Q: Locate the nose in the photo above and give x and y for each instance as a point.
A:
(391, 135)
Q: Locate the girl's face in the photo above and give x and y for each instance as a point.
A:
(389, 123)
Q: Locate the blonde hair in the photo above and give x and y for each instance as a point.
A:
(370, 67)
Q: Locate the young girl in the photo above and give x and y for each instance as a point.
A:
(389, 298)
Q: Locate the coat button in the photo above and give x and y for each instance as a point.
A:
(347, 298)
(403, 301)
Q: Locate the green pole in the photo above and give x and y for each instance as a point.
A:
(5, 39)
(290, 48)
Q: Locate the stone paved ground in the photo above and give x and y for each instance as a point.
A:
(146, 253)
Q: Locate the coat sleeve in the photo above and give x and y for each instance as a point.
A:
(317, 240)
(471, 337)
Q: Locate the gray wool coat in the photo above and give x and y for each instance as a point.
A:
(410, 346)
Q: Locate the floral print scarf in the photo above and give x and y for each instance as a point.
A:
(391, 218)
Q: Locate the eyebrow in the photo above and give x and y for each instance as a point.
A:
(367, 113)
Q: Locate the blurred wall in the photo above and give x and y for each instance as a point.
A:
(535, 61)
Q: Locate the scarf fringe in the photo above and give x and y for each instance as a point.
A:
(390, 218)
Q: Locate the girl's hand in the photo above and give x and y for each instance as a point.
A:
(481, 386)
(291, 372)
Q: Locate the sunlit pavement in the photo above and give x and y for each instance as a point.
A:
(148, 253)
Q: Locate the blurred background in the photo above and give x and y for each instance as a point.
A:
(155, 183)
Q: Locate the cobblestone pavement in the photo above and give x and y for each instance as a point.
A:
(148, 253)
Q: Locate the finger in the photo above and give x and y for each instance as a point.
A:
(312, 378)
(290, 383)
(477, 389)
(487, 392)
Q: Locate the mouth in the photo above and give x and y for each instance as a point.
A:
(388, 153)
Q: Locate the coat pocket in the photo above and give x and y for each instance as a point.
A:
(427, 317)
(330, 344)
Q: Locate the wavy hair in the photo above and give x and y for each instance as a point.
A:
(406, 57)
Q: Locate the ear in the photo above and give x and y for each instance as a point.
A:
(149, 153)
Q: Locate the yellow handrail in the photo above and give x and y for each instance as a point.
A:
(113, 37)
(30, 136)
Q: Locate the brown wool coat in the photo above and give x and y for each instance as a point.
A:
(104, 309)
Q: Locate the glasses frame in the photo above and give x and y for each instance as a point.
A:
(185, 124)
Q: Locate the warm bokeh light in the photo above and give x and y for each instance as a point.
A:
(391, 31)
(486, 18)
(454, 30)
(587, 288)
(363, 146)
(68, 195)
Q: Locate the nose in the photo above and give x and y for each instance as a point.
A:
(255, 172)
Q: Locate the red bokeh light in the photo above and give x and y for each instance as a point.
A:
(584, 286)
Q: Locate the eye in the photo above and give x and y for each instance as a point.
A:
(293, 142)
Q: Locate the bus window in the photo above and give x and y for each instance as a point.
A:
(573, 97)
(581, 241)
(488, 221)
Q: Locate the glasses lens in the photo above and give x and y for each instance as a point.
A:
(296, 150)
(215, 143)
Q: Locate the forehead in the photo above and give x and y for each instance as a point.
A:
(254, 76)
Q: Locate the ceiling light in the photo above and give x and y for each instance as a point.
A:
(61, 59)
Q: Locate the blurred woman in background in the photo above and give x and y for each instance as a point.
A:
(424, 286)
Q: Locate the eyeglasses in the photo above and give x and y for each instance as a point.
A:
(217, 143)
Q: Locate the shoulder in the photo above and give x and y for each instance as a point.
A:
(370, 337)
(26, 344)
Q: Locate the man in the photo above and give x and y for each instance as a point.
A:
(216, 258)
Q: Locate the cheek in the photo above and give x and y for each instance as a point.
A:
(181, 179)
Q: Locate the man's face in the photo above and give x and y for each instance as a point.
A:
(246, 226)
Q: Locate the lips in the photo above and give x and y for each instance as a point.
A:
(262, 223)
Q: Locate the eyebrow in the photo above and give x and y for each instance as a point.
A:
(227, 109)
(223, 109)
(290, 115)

• [The problem] Among the records, find the lines that contain "scarf" and copy each of them.

• [Result below]
Q: Locate the floral print scarf in the photo above and give x and y for each instance as a point.
Q: Locate the scarf fringe in the photo above and give x and y for each instance as a point.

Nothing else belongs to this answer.